Questions to answer -
1. From the post on custom functions for agent builders, output the passage from "Here are some" up to and including "and remove navigation/ads.", copied word for word.
2. Using the post on custom functions for agent builders, decide whether each statement agrees with it: (a) The author reports that running custom functions lowered the cost of agent execution. (b) On first hearing of Claude Skills, the author examined it in depth. (c) Anthropic released Claude Skills as a beta feature. Answer yes or no for each, and quote the deciding words of the post.

A few weeks ago, I had written about the need for Agent Builder platforms to allow builders to execute custom functions. The reason was pretty simple, while the LLMs are like an extremely versatile Swiss army knife that can do many different things, they are often not the right tool for the job. That being said, because they are so accessible, as an agent builder we end up using them to do inefficient and expensive things.
Here are some examples I had shared, of things that an LLM can do but using custom python code might be faster and cheaper -
Parse this Excel file and extract all email addresses
Take these 100 product descriptions and standardize the format
Here's the scraped content of an HTML page, extract just the article content and remove navigation/ads.
Transform this complex JSON object to match our database schema
Convert this Markdown text to HTML with proper formatting
Working with agent builder platforms that have allowed me to execute my own custom functions via Serverless functions or other means have been a game changer. I've dropped the cost of agent execution and shaved off minutes from my agent execution time.
Last week, Anthropic released a beta feature called Claude Skills. When I first heard about it, I did not dig deep into it as I assume I knew what this functionality would do. Basically more structured context engineering. You define skills in structured way and Anthropic would add it to the prompt and allow you to use different skills for different tasks. Today I use custom instructions in a Claude Project and I have different folders for different custom instructions. Skills tackles that need, which I thought was pretty cool but I wasn't too excited about it. It seemed like an incremental innovation.

Recorded information -
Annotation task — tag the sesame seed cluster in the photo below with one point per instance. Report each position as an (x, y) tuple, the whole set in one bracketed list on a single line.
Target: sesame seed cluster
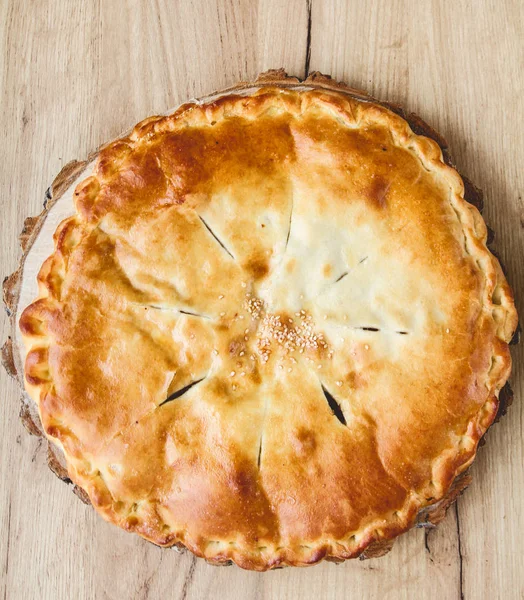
[(291, 333)]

Task solutions -
1.
Here are some examples I had shared, of things that an LLM can do but using custom python code might be faster and cheaper -
Parse this Excel file and extract all email addresses
Take these 100 product descriptions and standardize the format
Here's the scraped content of an HTML page, extract just the article content and remove navigation/ads.

2.
(a) Yes: "I've dropped the cost of agent execution"
(b) No: "I did not dig deep into it"
(c) Yes: "Anthropic released a beta feature called Claude Skills"